* **Goal**
Rewrite every entry below, swapping "chef hat" for "toque" wherever it appears and keeping everything else the same.

* **Data for this task**

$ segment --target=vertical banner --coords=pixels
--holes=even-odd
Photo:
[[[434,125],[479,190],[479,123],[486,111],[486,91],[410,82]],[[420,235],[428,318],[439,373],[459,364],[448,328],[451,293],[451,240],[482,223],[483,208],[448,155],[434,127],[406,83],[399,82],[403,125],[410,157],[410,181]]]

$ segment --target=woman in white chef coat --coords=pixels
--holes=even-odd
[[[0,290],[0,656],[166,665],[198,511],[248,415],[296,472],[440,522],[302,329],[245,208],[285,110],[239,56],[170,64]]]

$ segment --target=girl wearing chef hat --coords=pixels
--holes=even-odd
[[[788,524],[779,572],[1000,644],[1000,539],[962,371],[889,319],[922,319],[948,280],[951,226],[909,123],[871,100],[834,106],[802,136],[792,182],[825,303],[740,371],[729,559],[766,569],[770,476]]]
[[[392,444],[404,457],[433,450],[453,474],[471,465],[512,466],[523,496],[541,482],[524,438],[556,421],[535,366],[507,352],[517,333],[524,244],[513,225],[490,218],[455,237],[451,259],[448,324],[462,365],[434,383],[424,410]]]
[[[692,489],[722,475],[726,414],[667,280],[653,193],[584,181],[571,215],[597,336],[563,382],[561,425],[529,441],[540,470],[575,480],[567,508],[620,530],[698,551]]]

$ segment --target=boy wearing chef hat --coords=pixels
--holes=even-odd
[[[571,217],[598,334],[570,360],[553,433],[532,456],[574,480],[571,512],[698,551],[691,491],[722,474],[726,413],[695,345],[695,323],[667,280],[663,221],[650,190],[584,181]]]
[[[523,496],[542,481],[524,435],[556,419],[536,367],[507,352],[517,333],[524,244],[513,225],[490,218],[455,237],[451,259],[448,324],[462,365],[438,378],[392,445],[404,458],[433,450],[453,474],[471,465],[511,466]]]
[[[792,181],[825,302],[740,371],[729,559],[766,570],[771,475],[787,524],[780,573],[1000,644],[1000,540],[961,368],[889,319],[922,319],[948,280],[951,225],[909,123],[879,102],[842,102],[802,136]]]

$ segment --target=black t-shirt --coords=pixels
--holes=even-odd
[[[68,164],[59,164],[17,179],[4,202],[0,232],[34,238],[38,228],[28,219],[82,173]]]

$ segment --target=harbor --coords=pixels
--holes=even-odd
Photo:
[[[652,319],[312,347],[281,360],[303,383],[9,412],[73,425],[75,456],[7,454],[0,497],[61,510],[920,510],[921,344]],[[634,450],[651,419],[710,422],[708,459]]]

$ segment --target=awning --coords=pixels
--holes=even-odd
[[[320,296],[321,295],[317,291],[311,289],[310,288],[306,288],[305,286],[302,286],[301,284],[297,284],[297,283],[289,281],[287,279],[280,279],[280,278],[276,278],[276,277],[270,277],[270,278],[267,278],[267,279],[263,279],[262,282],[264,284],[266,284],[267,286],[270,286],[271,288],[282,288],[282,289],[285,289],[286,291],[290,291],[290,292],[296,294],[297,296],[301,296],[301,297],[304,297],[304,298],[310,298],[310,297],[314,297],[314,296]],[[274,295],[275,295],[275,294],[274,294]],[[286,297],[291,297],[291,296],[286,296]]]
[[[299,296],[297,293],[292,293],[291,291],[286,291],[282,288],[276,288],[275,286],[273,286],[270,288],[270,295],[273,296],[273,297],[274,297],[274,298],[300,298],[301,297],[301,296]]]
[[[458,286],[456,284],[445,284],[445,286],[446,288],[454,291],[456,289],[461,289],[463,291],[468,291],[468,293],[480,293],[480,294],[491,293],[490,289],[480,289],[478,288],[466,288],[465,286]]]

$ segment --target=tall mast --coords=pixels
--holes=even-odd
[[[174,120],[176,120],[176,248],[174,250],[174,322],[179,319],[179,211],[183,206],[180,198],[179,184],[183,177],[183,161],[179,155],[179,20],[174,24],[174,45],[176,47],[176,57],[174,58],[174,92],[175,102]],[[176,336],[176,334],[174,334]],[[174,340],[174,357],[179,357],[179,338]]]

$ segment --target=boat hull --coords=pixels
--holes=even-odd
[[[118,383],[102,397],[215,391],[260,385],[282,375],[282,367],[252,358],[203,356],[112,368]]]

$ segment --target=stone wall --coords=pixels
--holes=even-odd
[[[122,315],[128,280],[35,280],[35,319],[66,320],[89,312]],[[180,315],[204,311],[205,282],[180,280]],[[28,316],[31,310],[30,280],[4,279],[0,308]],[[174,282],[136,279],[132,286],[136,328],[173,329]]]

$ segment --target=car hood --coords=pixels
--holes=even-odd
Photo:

* **Output**
$ segment --target=vertical banner --coords=pixels
--holes=even-odd
Photo:
[[[434,125],[479,190],[479,123],[486,111],[486,91],[410,82]],[[420,235],[428,318],[439,373],[459,364],[448,328],[451,293],[451,240],[482,223],[483,208],[448,155],[434,127],[406,83],[399,82],[403,125],[410,157],[410,181]]]

$ segment --target=woman in white chef coat --coords=pixels
--holes=even-odd
[[[0,290],[0,656],[166,665],[198,511],[248,415],[296,472],[440,522],[302,329],[245,208],[285,110],[239,56],[170,64]]]

$ segment --target=girl wearing toque --coords=pixels
--holes=even-odd
[[[788,524],[779,572],[1000,644],[1000,539],[962,371],[889,319],[922,319],[948,280],[951,226],[909,123],[871,100],[834,106],[802,136],[792,182],[825,303],[740,371],[729,559],[766,569],[770,476]]]
[[[392,444],[404,457],[433,450],[453,474],[471,465],[512,466],[523,496],[541,482],[524,438],[556,421],[535,366],[507,352],[517,333],[524,244],[513,225],[490,218],[455,237],[451,259],[448,324],[462,365],[434,383],[424,410]]]
[[[692,489],[722,475],[726,414],[667,280],[653,193],[584,181],[571,215],[597,336],[563,382],[561,425],[529,441],[540,470],[575,480],[567,508],[620,530],[698,551]]]

$ segment --target=boy wearing toque --coords=pixels
--holes=even-odd
[[[571,217],[598,334],[570,360],[553,433],[532,456],[574,480],[571,512],[698,551],[691,491],[722,474],[726,413],[695,345],[695,323],[667,280],[663,221],[650,190],[584,181]]]
[[[523,496],[542,481],[524,435],[556,419],[536,367],[507,352],[517,333],[524,244],[513,225],[490,218],[455,237],[451,259],[448,324],[462,365],[438,378],[392,445],[404,458],[433,450],[453,474],[471,465],[511,466]]]
[[[792,181],[825,302],[740,371],[729,559],[766,570],[771,475],[787,524],[780,573],[1000,644],[1000,540],[961,368],[889,319],[922,319],[948,280],[951,225],[909,123],[879,102],[842,102],[802,136]]]

$ segment --target=black t-shirt --coords=pixels
--holes=even-odd
[[[68,164],[59,164],[17,179],[4,202],[0,232],[34,238],[38,228],[28,219],[82,173]]]

$ segment --target=harbor --coords=pixels
--holes=even-odd
Photo:
[[[652,319],[312,347],[281,360],[303,383],[9,412],[73,425],[75,456],[7,454],[0,497],[61,510],[920,510],[921,344]],[[634,450],[651,419],[710,422],[708,459]]]

$ segment --target=awning --coords=pixels
--holes=even-odd
[[[320,296],[321,295],[317,291],[311,289],[310,288],[306,288],[305,286],[302,286],[301,284],[297,284],[297,283],[289,281],[287,279],[280,279],[280,278],[276,278],[276,277],[270,277],[270,278],[267,278],[267,279],[263,279],[262,282],[264,284],[266,284],[267,286],[270,286],[271,288],[282,288],[282,289],[285,289],[286,291],[290,291],[290,292],[296,294],[297,296],[301,296],[301,297],[304,297],[304,298],[310,298],[310,297],[314,297],[314,296]],[[274,295],[275,295],[275,294],[274,294]],[[286,297],[291,297],[291,296],[286,296]]]
[[[299,296],[297,293],[292,293],[291,291],[286,291],[282,288],[276,288],[275,286],[273,286],[270,288],[270,295],[273,296],[273,297],[274,297],[274,298],[300,298],[301,297],[301,296]]]
[[[458,286],[456,284],[445,284],[445,286],[446,288],[454,291],[456,289],[461,289],[463,291],[468,291],[468,293],[480,293],[480,294],[491,293],[490,289],[480,289],[478,288],[466,288],[465,286]]]

$ segment --target=tall mast --coords=pixels
--holes=even-odd
[[[174,120],[176,120],[176,248],[174,250],[174,322],[179,319],[179,211],[183,206],[180,198],[179,184],[183,177],[183,161],[179,155],[179,20],[174,24],[174,45],[176,47],[176,57],[174,58],[174,92],[175,102]],[[176,336],[176,334],[174,334]],[[174,340],[174,357],[179,357],[179,338]]]

$ segment --target=boat hull --coords=pixels
--holes=even-odd
[[[118,383],[102,397],[215,391],[260,385],[282,375],[282,367],[252,358],[203,356],[112,368]]]

$ segment --target=stone wall --coords=pixels
--holes=even-odd
[[[122,315],[128,280],[35,280],[35,319],[66,320],[89,312]],[[180,315],[204,311],[205,282],[180,280]],[[28,316],[31,310],[30,280],[4,279],[0,308]],[[174,282],[136,279],[132,286],[136,328],[173,329]]]

$ segment --target=car hood --coords=pixels
--holes=even-odd
Photo:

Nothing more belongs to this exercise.